--- SOURCE DOCUMENT ---
========================================

Protein Binding

Edited by: Thomas W. Durso S.D. Rosen, C.R. Bertozzi, "The selectins and their ligands," Current Opinion in Cell Biology, 6:663-73, 1994. (Cited in more than 60 publications through April 1996) Comments by Steven D. Rosen, University of California, San Francisco The selectins are a trio of related proteins involved in leukocyte-endothelium interactions, affecting the ability of leukocytes-that is, white blood cells-to interact with blood vessel walls. THREEPEAT: The selectins are a threesome

Oct 28, 1996
Carolyn Bertozzi

Edited by: Thomas W. Durso
S.D. Rosen, C.R. Bertozzi, "The selectins and their ligands," Current Opinion in Cell Biology, 6:663-73, 1994. (Cited in more than 60 publications through April 1996) Comments by Steven D. Rosen, University of California, San Francisco

The selectins are a trio of related proteins involved in leukocyte-endothelium interactions, affecting the ability of leukocytes-that is, white blood cells-to interact with blood vessel walls.


THREEPEAT: The selectins are a threesome of related proteins, says UC-San Francisco's Steven Rosen.
First identified at the molecular level in 1989 (L.M. Stoolman, Cell, 56:907-10, 1989), selectins are the topic of this review paper by Steven D. Rosen, a professor in the department of anatomy and program in immunology at the University of California, San Francisco, and Carolyn R. Bertozzi, a former postdoc in Rosen's lab and now an assistant professor of chemistry at the University of California, Berkeley.

========================================

Could you reproduce the stretch of the selectins article from "First identified at" through "of California, Berkeley.", changing "postdoc" to "postdoctoral fellow"?

========================================

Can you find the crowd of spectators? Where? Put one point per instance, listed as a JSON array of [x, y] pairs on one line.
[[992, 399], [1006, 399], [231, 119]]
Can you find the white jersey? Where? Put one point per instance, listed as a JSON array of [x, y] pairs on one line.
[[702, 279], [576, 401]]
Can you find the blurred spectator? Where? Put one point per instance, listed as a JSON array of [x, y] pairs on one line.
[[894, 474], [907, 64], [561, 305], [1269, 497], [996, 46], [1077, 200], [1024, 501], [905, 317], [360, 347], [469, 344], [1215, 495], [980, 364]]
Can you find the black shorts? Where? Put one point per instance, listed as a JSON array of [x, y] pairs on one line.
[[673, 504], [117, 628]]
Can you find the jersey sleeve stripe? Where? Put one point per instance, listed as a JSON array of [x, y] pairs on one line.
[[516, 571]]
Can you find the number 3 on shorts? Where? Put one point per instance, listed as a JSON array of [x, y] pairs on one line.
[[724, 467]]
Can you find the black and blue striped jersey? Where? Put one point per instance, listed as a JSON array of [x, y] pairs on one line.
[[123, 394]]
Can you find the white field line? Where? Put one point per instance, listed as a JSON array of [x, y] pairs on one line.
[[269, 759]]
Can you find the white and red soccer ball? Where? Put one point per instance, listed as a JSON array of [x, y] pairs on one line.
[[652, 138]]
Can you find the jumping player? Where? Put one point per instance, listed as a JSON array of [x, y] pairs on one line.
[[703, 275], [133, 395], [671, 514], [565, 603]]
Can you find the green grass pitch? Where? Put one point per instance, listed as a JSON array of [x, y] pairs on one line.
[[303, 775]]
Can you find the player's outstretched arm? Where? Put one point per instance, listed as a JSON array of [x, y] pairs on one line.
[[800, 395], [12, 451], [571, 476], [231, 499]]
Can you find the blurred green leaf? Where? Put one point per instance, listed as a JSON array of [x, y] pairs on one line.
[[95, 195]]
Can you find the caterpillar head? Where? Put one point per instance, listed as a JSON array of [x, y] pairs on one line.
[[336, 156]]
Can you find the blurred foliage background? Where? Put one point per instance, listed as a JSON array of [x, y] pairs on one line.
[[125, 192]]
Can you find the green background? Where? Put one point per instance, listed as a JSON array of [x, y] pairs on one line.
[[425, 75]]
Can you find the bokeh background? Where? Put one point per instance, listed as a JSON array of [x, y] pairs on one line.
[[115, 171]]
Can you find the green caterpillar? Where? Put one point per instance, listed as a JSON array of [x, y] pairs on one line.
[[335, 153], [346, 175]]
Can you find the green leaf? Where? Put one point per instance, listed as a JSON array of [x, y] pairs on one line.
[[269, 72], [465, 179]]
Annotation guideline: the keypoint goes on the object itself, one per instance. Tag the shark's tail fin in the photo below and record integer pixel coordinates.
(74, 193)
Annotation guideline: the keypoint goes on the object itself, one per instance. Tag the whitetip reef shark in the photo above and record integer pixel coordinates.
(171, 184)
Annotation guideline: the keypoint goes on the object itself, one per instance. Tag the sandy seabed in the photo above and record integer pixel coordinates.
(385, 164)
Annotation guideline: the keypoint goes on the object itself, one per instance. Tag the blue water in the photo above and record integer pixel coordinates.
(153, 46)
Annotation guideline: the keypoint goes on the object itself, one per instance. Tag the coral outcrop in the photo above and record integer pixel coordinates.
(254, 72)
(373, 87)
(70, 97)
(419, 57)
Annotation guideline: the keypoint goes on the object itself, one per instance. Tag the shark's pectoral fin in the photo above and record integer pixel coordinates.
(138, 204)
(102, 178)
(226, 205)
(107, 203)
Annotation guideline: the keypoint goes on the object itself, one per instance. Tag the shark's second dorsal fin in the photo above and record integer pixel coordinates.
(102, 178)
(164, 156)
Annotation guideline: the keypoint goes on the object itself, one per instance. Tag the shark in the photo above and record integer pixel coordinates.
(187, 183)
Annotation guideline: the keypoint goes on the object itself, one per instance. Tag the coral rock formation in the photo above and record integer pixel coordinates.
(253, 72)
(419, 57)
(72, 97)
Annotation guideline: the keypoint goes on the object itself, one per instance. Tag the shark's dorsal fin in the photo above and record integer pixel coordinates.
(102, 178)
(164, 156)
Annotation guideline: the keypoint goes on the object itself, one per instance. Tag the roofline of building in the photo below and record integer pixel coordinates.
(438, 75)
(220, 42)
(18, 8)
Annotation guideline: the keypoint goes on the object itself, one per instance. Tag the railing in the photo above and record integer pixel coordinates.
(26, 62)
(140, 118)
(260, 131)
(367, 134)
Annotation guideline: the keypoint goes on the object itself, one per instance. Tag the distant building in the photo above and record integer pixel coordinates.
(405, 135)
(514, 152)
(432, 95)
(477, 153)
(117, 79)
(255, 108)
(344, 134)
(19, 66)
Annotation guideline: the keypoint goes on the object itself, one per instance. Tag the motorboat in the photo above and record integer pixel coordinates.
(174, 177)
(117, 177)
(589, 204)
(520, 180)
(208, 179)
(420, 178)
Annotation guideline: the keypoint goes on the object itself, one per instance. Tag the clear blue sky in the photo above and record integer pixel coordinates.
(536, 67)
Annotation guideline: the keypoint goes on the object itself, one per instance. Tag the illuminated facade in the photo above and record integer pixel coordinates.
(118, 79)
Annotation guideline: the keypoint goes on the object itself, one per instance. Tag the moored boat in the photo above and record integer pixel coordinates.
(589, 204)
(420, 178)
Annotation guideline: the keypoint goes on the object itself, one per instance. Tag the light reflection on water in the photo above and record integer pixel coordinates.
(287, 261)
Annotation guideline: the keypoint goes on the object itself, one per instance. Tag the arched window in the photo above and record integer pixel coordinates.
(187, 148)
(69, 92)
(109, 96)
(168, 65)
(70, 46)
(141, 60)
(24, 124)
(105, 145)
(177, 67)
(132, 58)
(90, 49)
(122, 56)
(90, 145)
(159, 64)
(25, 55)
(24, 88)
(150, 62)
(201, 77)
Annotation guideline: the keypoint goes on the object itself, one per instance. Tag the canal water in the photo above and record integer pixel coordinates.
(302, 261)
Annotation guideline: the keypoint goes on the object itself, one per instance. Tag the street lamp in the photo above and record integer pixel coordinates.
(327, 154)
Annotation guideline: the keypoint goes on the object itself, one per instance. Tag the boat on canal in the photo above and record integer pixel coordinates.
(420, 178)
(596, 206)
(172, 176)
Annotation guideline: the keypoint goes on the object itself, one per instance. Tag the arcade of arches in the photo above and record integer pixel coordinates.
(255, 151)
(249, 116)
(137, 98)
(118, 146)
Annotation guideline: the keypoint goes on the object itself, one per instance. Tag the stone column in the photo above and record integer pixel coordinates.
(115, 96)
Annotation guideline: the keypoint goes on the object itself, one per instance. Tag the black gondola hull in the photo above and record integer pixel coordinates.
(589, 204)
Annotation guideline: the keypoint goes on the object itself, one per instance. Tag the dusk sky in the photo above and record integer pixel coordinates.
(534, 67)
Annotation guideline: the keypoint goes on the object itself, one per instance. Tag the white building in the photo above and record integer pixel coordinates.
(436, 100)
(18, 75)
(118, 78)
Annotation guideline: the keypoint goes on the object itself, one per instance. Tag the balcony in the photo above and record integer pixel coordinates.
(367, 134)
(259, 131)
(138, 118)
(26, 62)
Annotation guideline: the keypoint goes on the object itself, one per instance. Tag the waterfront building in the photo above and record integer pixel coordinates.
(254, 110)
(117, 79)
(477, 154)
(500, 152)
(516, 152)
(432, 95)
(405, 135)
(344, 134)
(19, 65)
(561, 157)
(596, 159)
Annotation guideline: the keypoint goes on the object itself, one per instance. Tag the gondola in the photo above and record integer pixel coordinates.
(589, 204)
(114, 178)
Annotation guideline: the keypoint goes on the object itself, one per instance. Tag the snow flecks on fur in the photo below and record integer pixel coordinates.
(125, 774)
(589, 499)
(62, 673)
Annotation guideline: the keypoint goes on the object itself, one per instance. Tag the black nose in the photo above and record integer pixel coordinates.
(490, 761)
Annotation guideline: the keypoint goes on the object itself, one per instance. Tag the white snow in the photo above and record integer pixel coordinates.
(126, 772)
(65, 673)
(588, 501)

========================================

--- SOLUTION ---
First identified at the molecular level in 1989 (L.M. Stoolman, Cell, 56:907-10, 1989), selectins are the topic of this review paper by Steven D. Rosen, a professor in the department of anatomy and program in immunology at the University of California, San Francisco, and Carolyn R. Bertozzi, a former postdoctoral fellow in Rosen's lab and now an assistant professor of chemistry at the University of California, Berkeley.